Repeat all entries exactly.

* * * * *

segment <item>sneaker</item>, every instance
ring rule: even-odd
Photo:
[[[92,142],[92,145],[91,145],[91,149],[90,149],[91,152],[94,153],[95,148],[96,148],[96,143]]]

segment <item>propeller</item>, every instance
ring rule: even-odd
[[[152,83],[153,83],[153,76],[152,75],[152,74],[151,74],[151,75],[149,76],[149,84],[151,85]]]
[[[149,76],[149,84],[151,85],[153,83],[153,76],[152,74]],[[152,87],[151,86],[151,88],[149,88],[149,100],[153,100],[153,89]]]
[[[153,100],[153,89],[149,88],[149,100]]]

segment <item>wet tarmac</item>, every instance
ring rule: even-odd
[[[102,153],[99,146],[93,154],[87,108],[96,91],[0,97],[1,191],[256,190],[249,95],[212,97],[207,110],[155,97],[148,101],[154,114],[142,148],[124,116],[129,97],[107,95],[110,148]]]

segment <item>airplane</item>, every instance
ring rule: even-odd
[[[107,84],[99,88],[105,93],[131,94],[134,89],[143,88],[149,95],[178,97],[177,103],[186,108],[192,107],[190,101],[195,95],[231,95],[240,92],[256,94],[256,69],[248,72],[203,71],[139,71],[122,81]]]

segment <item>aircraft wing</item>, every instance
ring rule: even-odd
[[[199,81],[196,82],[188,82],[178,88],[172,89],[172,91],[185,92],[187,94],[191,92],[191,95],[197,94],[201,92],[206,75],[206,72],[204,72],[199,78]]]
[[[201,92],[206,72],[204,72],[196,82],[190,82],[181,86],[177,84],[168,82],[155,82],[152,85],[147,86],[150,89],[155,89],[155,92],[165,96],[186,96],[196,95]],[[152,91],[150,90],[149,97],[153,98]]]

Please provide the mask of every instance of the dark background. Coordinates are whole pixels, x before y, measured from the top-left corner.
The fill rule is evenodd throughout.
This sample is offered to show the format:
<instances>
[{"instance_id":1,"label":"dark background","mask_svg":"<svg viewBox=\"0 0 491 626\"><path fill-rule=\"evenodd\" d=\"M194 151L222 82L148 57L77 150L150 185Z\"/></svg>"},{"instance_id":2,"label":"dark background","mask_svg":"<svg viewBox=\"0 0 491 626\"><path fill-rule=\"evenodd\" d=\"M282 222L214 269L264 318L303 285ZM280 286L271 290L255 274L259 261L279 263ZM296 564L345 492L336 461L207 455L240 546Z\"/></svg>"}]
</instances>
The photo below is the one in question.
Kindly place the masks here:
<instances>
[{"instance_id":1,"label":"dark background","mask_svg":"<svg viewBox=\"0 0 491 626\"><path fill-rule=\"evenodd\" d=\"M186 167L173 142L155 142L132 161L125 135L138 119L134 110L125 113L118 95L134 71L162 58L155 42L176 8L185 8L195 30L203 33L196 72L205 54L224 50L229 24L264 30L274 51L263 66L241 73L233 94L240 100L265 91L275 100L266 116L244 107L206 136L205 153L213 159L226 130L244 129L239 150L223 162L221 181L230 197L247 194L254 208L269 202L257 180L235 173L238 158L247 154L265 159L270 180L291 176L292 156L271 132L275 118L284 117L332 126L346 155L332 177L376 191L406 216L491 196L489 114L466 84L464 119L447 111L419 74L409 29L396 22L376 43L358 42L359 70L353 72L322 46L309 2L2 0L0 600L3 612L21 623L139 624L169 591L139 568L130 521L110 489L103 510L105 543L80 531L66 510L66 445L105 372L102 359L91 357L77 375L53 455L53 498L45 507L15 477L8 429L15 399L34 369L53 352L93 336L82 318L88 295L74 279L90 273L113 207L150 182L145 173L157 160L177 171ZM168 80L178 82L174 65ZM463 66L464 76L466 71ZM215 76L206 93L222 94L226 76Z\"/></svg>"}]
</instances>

* * * * *

• _The completed task_:
segment <item>sneaker</item>, every instance
ring rule: even-odd
Photo:
[[[92,142],[92,145],[91,145],[91,149],[90,149],[91,152],[94,153],[95,148],[96,148],[96,143]]]

segment <item>propeller</item>, every instance
ring rule: even-odd
[[[152,83],[153,83],[153,76],[152,75],[152,74],[151,74],[151,75],[149,76],[149,84],[151,85]]]
[[[149,76],[149,84],[151,85],[153,83],[153,76],[152,74]],[[152,87],[151,86],[151,88],[149,88],[149,100],[153,100],[153,89]]]
[[[153,100],[153,89],[149,88],[149,100]]]

segment <item>wet tarmac</item>, every instance
ring rule: even-odd
[[[102,153],[99,146],[93,154],[87,108],[96,91],[0,97],[1,191],[256,190],[249,95],[212,97],[207,110],[155,97],[148,101],[154,114],[142,148],[124,116],[129,97],[107,95],[110,148]]]

segment <item>airplane</item>, every instance
ring rule: even-odd
[[[107,84],[99,88],[105,93],[131,94],[134,89],[143,88],[149,95],[178,97],[177,103],[186,108],[192,107],[190,101],[195,95],[231,95],[240,92],[256,94],[256,69],[248,72],[203,71],[139,71],[122,81]]]

segment <item>aircraft wing</item>, every instance
ring rule: even-odd
[[[199,81],[196,82],[188,82],[178,88],[172,89],[172,91],[185,92],[187,94],[191,92],[191,95],[197,94],[201,92],[206,75],[206,72],[204,72],[199,78]]]
[[[201,92],[206,72],[204,72],[196,82],[190,82],[181,86],[177,84],[168,82],[155,82],[152,85],[147,86],[150,89],[155,89],[155,92],[165,96],[186,96],[196,95]],[[152,91],[150,90],[149,97],[153,98]]]

Please provide the mask of every instance of the dark background. Coordinates are whole pixels, x before y, measured from the top-left corner.
The fill rule is evenodd throughout.
This sample is offered to show the format:
<instances>
[{"instance_id":1,"label":"dark background","mask_svg":"<svg viewBox=\"0 0 491 626\"><path fill-rule=\"evenodd\" d=\"M194 151L222 82L148 57L77 150L150 185Z\"/></svg>"},{"instance_id":2,"label":"dark background","mask_svg":"<svg viewBox=\"0 0 491 626\"><path fill-rule=\"evenodd\" d=\"M282 222L214 269L264 318L303 285ZM280 286L271 290L255 274L259 261L279 263ZM296 564L345 492L336 461L207 455L240 546Z\"/></svg>"}]
</instances>
The photo below is the one in question.
Kindly place the masks here:
<instances>
[{"instance_id":1,"label":"dark background","mask_svg":"<svg viewBox=\"0 0 491 626\"><path fill-rule=\"evenodd\" d=\"M186 167L173 142L155 142L132 161L125 135L138 119L134 110L125 113L118 95L134 71L162 58L155 42L176 8L185 8L195 30L203 33L196 72L205 54L224 50L229 24L264 30L274 51L263 66L241 73L233 94L240 100L265 91L275 100L266 116L244 107L206 136L205 153L213 159L226 130L244 129L239 150L223 162L221 181L230 197L247 194L254 208L269 202L257 180L235 173L238 158L247 154L265 159L270 180L291 176L292 156L271 132L275 118L284 117L332 126L346 155L332 177L376 191L406 216L491 196L489 114L466 84L464 119L447 111L419 74L409 29L396 22L376 43L358 42L359 70L353 72L322 46L309 2L2 0L0 600L3 612L21 623L139 624L169 591L139 568L130 521L110 489L103 510L105 543L80 531L66 510L66 445L105 372L102 359L91 357L77 375L53 455L53 498L45 507L15 477L8 429L15 399L34 369L53 352L93 336L82 318L88 295L74 279L90 273L113 207L150 182L145 173L157 160L177 171ZM168 80L178 82L174 65ZM463 66L464 76L466 71ZM215 76L206 93L222 94L226 76Z\"/></svg>"}]
</instances>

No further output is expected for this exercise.